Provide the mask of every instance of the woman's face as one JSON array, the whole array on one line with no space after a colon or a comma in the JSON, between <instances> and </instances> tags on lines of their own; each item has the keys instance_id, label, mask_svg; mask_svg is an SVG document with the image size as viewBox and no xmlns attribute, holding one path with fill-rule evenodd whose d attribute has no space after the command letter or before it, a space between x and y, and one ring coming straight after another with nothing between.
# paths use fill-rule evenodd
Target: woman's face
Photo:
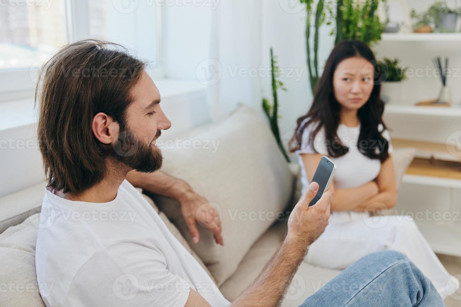
<instances>
[{"instance_id":1,"label":"woman's face","mask_svg":"<svg viewBox=\"0 0 461 307\"><path fill-rule=\"evenodd\" d=\"M335 97L341 107L357 110L365 104L373 91L373 65L363 58L342 61L333 75Z\"/></svg>"}]
</instances>

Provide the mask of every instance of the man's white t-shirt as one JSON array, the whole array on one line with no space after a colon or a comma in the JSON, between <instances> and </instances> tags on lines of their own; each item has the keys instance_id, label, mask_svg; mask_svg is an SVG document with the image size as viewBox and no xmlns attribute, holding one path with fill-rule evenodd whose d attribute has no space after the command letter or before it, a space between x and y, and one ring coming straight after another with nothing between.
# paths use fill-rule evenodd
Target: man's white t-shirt
<instances>
[{"instance_id":1,"label":"man's white t-shirt","mask_svg":"<svg viewBox=\"0 0 461 307\"><path fill-rule=\"evenodd\" d=\"M212 306L230 302L125 180L92 203L45 189L35 252L47 306L183 306L189 287Z\"/></svg>"}]
</instances>

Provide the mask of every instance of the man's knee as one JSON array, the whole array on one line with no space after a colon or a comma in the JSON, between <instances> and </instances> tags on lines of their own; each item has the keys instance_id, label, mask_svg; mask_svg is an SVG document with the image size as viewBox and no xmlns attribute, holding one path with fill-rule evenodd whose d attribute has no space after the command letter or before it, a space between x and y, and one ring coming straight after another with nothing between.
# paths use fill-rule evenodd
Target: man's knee
<instances>
[{"instance_id":1,"label":"man's knee","mask_svg":"<svg viewBox=\"0 0 461 307\"><path fill-rule=\"evenodd\" d=\"M410 261L407 256L396 250L382 250L369 254L357 262L362 265L377 266L389 267L399 262Z\"/></svg>"}]
</instances>

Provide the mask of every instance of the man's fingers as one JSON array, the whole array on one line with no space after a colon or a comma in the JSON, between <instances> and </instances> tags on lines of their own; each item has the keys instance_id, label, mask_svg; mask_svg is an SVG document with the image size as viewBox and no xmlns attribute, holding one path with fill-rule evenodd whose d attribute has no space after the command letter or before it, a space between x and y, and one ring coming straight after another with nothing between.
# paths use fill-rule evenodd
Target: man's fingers
<instances>
[{"instance_id":1,"label":"man's fingers","mask_svg":"<svg viewBox=\"0 0 461 307\"><path fill-rule=\"evenodd\" d=\"M309 186L307 187L307 190L306 190L306 192L304 193L304 195L303 195L301 202L303 203L307 204L308 205L311 201L312 200L315 196L315 195L317 194L318 191L319 184L315 182L311 182L311 184L309 185Z\"/></svg>"},{"instance_id":2,"label":"man's fingers","mask_svg":"<svg viewBox=\"0 0 461 307\"><path fill-rule=\"evenodd\" d=\"M224 245L224 240L223 239L223 236L221 234L221 226L218 227L216 227L213 228L210 228L210 230L213 234L214 235L214 239L216 241L216 243L221 245Z\"/></svg>"},{"instance_id":3,"label":"man's fingers","mask_svg":"<svg viewBox=\"0 0 461 307\"><path fill-rule=\"evenodd\" d=\"M190 236L192 237L192 242L197 244L199 243L200 235L195 221L188 222L187 226L189 227L189 231L190 232Z\"/></svg>"},{"instance_id":4,"label":"man's fingers","mask_svg":"<svg viewBox=\"0 0 461 307\"><path fill-rule=\"evenodd\" d=\"M324 211L329 210L331 204L331 199L333 198L333 192L331 190L328 190L326 192L323 193L322 197L319 200L319 201L315 203L315 204L312 206L312 208L315 207L319 209L323 209Z\"/></svg>"}]
</instances>

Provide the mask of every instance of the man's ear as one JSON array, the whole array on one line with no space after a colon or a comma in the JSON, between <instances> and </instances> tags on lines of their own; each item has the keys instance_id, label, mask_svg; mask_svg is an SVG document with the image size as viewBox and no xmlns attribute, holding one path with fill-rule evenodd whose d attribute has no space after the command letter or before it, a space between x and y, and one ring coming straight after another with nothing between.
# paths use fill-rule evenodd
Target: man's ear
<instances>
[{"instance_id":1,"label":"man's ear","mask_svg":"<svg viewBox=\"0 0 461 307\"><path fill-rule=\"evenodd\" d=\"M118 134L118 124L105 113L100 112L93 118L91 128L95 136L104 144L112 143Z\"/></svg>"}]
</instances>

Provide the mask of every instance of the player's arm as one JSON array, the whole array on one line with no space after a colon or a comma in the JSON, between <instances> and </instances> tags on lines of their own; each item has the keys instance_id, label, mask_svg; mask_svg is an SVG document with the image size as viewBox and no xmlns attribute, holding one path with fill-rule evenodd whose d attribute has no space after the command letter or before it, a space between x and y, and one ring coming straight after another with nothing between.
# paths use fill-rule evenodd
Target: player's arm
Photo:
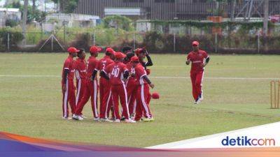
<instances>
[{"instance_id":1,"label":"player's arm","mask_svg":"<svg viewBox=\"0 0 280 157\"><path fill-rule=\"evenodd\" d=\"M149 84L149 86L153 89L155 87L155 85L152 83L152 82L150 80L150 79L148 77L147 75L144 75L143 79L145 80L147 83Z\"/></svg>"},{"instance_id":2,"label":"player's arm","mask_svg":"<svg viewBox=\"0 0 280 157\"><path fill-rule=\"evenodd\" d=\"M94 69L92 72L92 80L94 80L95 76L97 73L98 70L97 69Z\"/></svg>"},{"instance_id":3,"label":"player's arm","mask_svg":"<svg viewBox=\"0 0 280 157\"><path fill-rule=\"evenodd\" d=\"M66 82L67 80L67 76L68 74L69 73L69 68L64 68L64 73L63 75L63 78L62 78L62 91L66 91Z\"/></svg>"},{"instance_id":4,"label":"player's arm","mask_svg":"<svg viewBox=\"0 0 280 157\"><path fill-rule=\"evenodd\" d=\"M125 72L123 73L123 77L125 78L125 80L127 80L129 76L130 72L128 71L128 70L125 70Z\"/></svg>"},{"instance_id":5,"label":"player's arm","mask_svg":"<svg viewBox=\"0 0 280 157\"><path fill-rule=\"evenodd\" d=\"M110 78L104 70L100 71L100 76L108 80Z\"/></svg>"},{"instance_id":6,"label":"player's arm","mask_svg":"<svg viewBox=\"0 0 280 157\"><path fill-rule=\"evenodd\" d=\"M205 59L205 62L203 63L202 67L205 67L206 65L207 65L207 63L209 62L209 61L210 61L210 57L207 55L206 57L204 59Z\"/></svg>"},{"instance_id":7,"label":"player's arm","mask_svg":"<svg viewBox=\"0 0 280 157\"><path fill-rule=\"evenodd\" d=\"M147 50L145 49L146 51L146 57L147 57L148 61L145 63L146 66L153 66L153 61L152 59L150 58L150 55L148 53Z\"/></svg>"},{"instance_id":8,"label":"player's arm","mask_svg":"<svg viewBox=\"0 0 280 157\"><path fill-rule=\"evenodd\" d=\"M186 64L189 65L190 63L190 54L188 54L187 59L186 61Z\"/></svg>"}]
</instances>

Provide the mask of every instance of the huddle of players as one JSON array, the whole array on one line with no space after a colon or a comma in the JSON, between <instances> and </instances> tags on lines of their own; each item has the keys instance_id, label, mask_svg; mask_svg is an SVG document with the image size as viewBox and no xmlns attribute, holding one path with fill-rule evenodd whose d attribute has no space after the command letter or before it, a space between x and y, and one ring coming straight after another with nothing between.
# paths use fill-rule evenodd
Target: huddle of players
<instances>
[{"instance_id":1,"label":"huddle of players","mask_svg":"<svg viewBox=\"0 0 280 157\"><path fill-rule=\"evenodd\" d=\"M147 66L153 66L153 63L146 50L138 48L132 50L130 47L125 47L120 52L108 47L105 56L97 60L96 57L101 51L102 48L92 46L90 57L85 61L84 50L74 47L68 49L69 55L62 70L62 118L71 119L69 117L69 103L72 119L83 120L85 118L82 113L83 108L90 97L94 121L117 123L121 120L127 123L153 121L149 107L151 98L149 88L153 88L154 84L148 77L150 70L146 69ZM78 59L74 60L77 56ZM144 61L145 57L147 62ZM100 75L99 84L98 71ZM98 91L99 113L97 111ZM122 106L121 116L119 99Z\"/></svg>"}]
</instances>

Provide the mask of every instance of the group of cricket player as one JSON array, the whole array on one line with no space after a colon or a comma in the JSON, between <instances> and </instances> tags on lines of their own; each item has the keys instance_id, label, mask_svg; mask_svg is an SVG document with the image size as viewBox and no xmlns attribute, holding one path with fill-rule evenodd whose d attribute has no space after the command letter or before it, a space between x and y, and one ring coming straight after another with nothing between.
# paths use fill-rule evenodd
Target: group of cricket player
<instances>
[{"instance_id":1,"label":"group of cricket player","mask_svg":"<svg viewBox=\"0 0 280 157\"><path fill-rule=\"evenodd\" d=\"M85 117L83 108L90 98L94 121L115 123L154 121L149 103L152 97L150 87L155 85L148 77L150 70L147 66L153 66L148 51L145 48L132 50L124 47L122 52L115 52L107 47L105 55L98 60L97 57L102 50L101 47L92 46L90 56L86 59L85 50L68 48L69 55L62 70L62 118L83 120ZM144 61L145 58L148 61ZM99 105L97 105L98 94ZM154 94L158 98L158 94Z\"/></svg>"},{"instance_id":2,"label":"group of cricket player","mask_svg":"<svg viewBox=\"0 0 280 157\"><path fill-rule=\"evenodd\" d=\"M193 50L188 53L186 60L187 65L192 63L190 80L196 105L203 100L202 87L204 67L210 59L205 51L200 50L199 45L197 41L192 43ZM92 46L90 56L86 61L85 50L69 47L69 55L62 70L62 118L83 120L85 117L83 114L83 108L90 98L94 121L115 123L154 121L150 101L152 97L158 98L159 95L156 92L153 95L150 93L150 87L153 89L155 85L148 77L150 70L147 67L153 66L148 51L146 48L132 50L130 47L124 47L122 52L115 52L107 47L105 55L98 60L97 57L102 50L100 47ZM75 57L77 57L76 60Z\"/></svg>"}]
</instances>

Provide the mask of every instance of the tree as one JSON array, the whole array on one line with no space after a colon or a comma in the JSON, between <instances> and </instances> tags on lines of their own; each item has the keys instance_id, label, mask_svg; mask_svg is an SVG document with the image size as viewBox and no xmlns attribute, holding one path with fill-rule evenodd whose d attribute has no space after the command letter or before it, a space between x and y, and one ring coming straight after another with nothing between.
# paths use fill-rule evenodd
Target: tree
<instances>
[{"instance_id":1,"label":"tree","mask_svg":"<svg viewBox=\"0 0 280 157\"><path fill-rule=\"evenodd\" d=\"M265 10L265 16L263 17L263 33L267 36L268 33L268 12L270 8L270 0L265 1L263 7Z\"/></svg>"},{"instance_id":2,"label":"tree","mask_svg":"<svg viewBox=\"0 0 280 157\"><path fill-rule=\"evenodd\" d=\"M4 6L4 7L20 8L22 15L24 14L24 6L21 5L20 1L14 1L11 3ZM33 6L27 6L27 23L29 23L34 19L36 21L41 21L45 18L45 15L46 13L43 13L36 8L35 10L33 10Z\"/></svg>"},{"instance_id":3,"label":"tree","mask_svg":"<svg viewBox=\"0 0 280 157\"><path fill-rule=\"evenodd\" d=\"M35 13L36 9L36 0L32 0L32 13Z\"/></svg>"},{"instance_id":4,"label":"tree","mask_svg":"<svg viewBox=\"0 0 280 157\"><path fill-rule=\"evenodd\" d=\"M60 8L65 13L72 13L78 6L78 0L52 0L55 3L59 3Z\"/></svg>"}]
</instances>

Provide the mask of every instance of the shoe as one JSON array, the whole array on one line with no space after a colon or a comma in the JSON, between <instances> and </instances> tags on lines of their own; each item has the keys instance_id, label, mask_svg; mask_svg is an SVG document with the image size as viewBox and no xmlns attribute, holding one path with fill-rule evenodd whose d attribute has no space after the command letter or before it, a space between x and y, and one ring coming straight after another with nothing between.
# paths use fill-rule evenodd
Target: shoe
<instances>
[{"instance_id":1,"label":"shoe","mask_svg":"<svg viewBox=\"0 0 280 157\"><path fill-rule=\"evenodd\" d=\"M83 114L80 115L80 117L82 117L82 118L83 118L83 119L87 119L87 117L85 117L85 116L84 116L84 115L83 115Z\"/></svg>"},{"instance_id":2,"label":"shoe","mask_svg":"<svg viewBox=\"0 0 280 157\"><path fill-rule=\"evenodd\" d=\"M62 119L63 120L71 120L71 119L72 119L71 117L62 117Z\"/></svg>"},{"instance_id":3,"label":"shoe","mask_svg":"<svg viewBox=\"0 0 280 157\"><path fill-rule=\"evenodd\" d=\"M200 103L200 98L198 98L197 100L195 100L194 104L198 105Z\"/></svg>"},{"instance_id":4,"label":"shoe","mask_svg":"<svg viewBox=\"0 0 280 157\"><path fill-rule=\"evenodd\" d=\"M125 121L126 123L132 123L132 124L136 123L136 121L132 120L132 119L125 119Z\"/></svg>"},{"instance_id":5,"label":"shoe","mask_svg":"<svg viewBox=\"0 0 280 157\"><path fill-rule=\"evenodd\" d=\"M154 121L153 118L144 118L143 121L146 122L146 121Z\"/></svg>"},{"instance_id":6,"label":"shoe","mask_svg":"<svg viewBox=\"0 0 280 157\"><path fill-rule=\"evenodd\" d=\"M83 118L79 115L73 115L72 119L77 120L77 121L83 121Z\"/></svg>"},{"instance_id":7,"label":"shoe","mask_svg":"<svg viewBox=\"0 0 280 157\"><path fill-rule=\"evenodd\" d=\"M113 122L114 123L120 123L120 119L115 119Z\"/></svg>"},{"instance_id":8,"label":"shoe","mask_svg":"<svg viewBox=\"0 0 280 157\"><path fill-rule=\"evenodd\" d=\"M113 121L111 121L111 120L110 120L110 119L104 119L102 120L102 121L103 121L103 122L108 122L108 123L112 123L112 122L113 122Z\"/></svg>"},{"instance_id":9,"label":"shoe","mask_svg":"<svg viewBox=\"0 0 280 157\"><path fill-rule=\"evenodd\" d=\"M93 121L99 121L99 117L93 118Z\"/></svg>"},{"instance_id":10,"label":"shoe","mask_svg":"<svg viewBox=\"0 0 280 157\"><path fill-rule=\"evenodd\" d=\"M125 121L125 117L122 117L120 119L120 121Z\"/></svg>"},{"instance_id":11,"label":"shoe","mask_svg":"<svg viewBox=\"0 0 280 157\"><path fill-rule=\"evenodd\" d=\"M204 98L203 98L203 93L202 93L202 94L200 95L199 101L201 102L201 101L203 100L203 99L204 99Z\"/></svg>"}]
</instances>

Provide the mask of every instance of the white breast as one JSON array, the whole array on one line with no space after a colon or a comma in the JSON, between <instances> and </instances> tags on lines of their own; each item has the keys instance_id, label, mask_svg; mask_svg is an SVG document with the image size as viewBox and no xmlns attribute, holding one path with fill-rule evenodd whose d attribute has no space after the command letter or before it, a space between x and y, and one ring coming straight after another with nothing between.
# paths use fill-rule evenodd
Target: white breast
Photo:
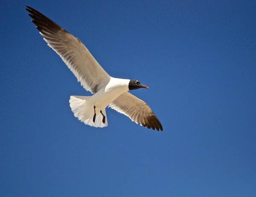
<instances>
[{"instance_id":1,"label":"white breast","mask_svg":"<svg viewBox=\"0 0 256 197\"><path fill-rule=\"evenodd\" d=\"M122 94L129 90L130 80L111 77L108 83L92 97L96 107L105 108Z\"/></svg>"}]
</instances>

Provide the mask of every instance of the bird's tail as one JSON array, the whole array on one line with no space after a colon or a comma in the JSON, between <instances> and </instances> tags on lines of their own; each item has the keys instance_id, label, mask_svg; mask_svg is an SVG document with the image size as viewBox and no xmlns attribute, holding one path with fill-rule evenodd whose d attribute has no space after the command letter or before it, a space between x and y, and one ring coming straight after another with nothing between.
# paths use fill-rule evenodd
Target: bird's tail
<instances>
[{"instance_id":1,"label":"bird's tail","mask_svg":"<svg viewBox=\"0 0 256 197\"><path fill-rule=\"evenodd\" d=\"M104 127L108 126L105 108L96 108L96 116L93 121L94 108L93 104L90 102L90 97L81 96L70 96L69 100L70 106L74 115L81 121L90 126L95 127ZM104 117L102 113L105 117L104 120Z\"/></svg>"}]
</instances>

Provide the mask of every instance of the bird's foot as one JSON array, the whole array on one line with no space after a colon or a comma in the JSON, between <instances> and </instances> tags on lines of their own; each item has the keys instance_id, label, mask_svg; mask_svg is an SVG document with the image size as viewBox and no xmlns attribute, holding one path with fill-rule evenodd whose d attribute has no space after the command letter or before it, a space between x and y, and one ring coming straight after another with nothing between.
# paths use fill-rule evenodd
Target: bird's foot
<instances>
[{"instance_id":1,"label":"bird's foot","mask_svg":"<svg viewBox=\"0 0 256 197\"><path fill-rule=\"evenodd\" d=\"M103 114L103 113L102 113L102 111L100 111L100 113L102 114L102 116L103 117L103 118L102 118L102 123L103 123L103 124L105 124L105 120L106 120L106 117L105 116L104 116L104 114Z\"/></svg>"},{"instance_id":2,"label":"bird's foot","mask_svg":"<svg viewBox=\"0 0 256 197\"><path fill-rule=\"evenodd\" d=\"M93 106L93 108L94 109L94 115L93 115L93 122L95 123L95 118L96 118L96 112L95 111L95 108L96 108L96 107Z\"/></svg>"}]
</instances>

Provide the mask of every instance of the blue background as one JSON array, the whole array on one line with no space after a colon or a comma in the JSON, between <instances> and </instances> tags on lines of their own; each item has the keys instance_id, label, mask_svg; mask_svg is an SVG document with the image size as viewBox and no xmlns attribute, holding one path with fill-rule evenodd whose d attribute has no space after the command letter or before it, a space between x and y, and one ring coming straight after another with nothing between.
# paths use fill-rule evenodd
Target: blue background
<instances>
[{"instance_id":1,"label":"blue background","mask_svg":"<svg viewBox=\"0 0 256 197\"><path fill-rule=\"evenodd\" d=\"M256 196L255 1L1 1L0 196ZM140 80L162 132L90 95L47 46L29 5L78 37L113 77Z\"/></svg>"}]
</instances>

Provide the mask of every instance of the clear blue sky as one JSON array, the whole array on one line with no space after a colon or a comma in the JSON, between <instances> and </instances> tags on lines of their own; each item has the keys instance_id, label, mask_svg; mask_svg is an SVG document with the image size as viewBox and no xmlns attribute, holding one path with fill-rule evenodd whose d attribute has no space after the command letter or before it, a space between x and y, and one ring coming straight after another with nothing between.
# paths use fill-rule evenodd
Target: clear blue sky
<instances>
[{"instance_id":1,"label":"clear blue sky","mask_svg":"<svg viewBox=\"0 0 256 197\"><path fill-rule=\"evenodd\" d=\"M255 1L1 1L0 196L256 196ZM70 96L90 94L26 5L148 86L133 93L163 131L75 117Z\"/></svg>"}]
</instances>

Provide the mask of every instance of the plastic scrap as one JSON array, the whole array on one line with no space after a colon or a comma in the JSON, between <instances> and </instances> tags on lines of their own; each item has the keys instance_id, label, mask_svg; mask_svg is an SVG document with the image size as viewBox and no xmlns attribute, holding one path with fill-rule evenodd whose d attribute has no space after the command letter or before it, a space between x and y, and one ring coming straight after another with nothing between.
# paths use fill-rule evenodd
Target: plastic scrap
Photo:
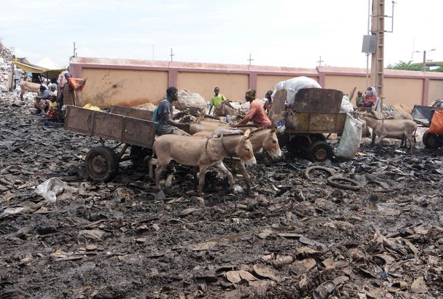
<instances>
[{"instance_id":1,"label":"plastic scrap","mask_svg":"<svg viewBox=\"0 0 443 299\"><path fill-rule=\"evenodd\" d=\"M35 188L37 194L43 196L45 200L52 202L55 202L57 195L64 191L77 193L78 189L69 186L58 177L51 177Z\"/></svg>"}]
</instances>

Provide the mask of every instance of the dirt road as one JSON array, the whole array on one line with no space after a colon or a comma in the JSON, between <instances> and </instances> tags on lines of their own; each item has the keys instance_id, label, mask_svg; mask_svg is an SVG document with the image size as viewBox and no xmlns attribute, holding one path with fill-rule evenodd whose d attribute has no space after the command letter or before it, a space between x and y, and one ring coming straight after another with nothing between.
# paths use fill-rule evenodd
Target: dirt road
<instances>
[{"instance_id":1,"label":"dirt road","mask_svg":"<svg viewBox=\"0 0 443 299\"><path fill-rule=\"evenodd\" d=\"M323 164L358 191L284 152L251 171L252 196L211 170L198 197L179 166L164 193L130 162L92 183L98 139L15 101L0 94L0 298L443 298L442 150L388 142ZM75 189L46 200L51 177Z\"/></svg>"}]
</instances>

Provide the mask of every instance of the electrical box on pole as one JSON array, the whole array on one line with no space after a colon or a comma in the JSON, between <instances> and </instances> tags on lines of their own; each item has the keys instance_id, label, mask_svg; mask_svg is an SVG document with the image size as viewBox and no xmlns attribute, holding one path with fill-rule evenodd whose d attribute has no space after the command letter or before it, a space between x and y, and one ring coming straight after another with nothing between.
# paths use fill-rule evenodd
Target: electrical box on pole
<instances>
[{"instance_id":1,"label":"electrical box on pole","mask_svg":"<svg viewBox=\"0 0 443 299\"><path fill-rule=\"evenodd\" d=\"M383 99L383 77L384 63L384 33L385 33L385 3L384 0L372 1L372 33L377 39L375 52L372 53L371 61L371 83L377 89L378 96ZM382 104L382 103L381 103Z\"/></svg>"}]
</instances>

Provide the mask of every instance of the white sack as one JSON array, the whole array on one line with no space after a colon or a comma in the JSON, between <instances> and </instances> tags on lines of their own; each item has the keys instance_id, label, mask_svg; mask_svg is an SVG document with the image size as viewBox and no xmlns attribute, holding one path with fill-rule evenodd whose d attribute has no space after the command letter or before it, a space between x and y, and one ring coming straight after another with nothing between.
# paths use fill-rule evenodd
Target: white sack
<instances>
[{"instance_id":1,"label":"white sack","mask_svg":"<svg viewBox=\"0 0 443 299\"><path fill-rule=\"evenodd\" d=\"M345 128L335 155L352 159L361 142L361 123L347 113Z\"/></svg>"}]
</instances>

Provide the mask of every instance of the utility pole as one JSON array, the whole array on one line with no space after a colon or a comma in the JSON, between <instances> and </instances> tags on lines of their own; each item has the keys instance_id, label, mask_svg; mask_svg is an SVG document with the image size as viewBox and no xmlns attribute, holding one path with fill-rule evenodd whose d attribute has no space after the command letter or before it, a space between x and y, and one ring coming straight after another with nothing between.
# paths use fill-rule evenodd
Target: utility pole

*****

▶ **Problem to work on**: With both ends included, please retype exactly the lines from the line containing "Provide the mask of every instance of the utility" to the final line of the data.

▶ **Solution**:
Provide the mask of every instance of the utility pole as one JSON array, the whole array on one line with no space after a colon or a comma in the JSON, between <instances> and </instances> tags on lines of their own; each item has the keys instance_id, label, mask_svg; mask_svg is an SVG document with the image size as viewBox and no xmlns attribute, holding one path with fill-rule evenodd whose d attribute has no space after the command letter or before it, a space between x and y, and one ring coming straight after another with nothing between.
# paths use fill-rule evenodd
Target: utility pole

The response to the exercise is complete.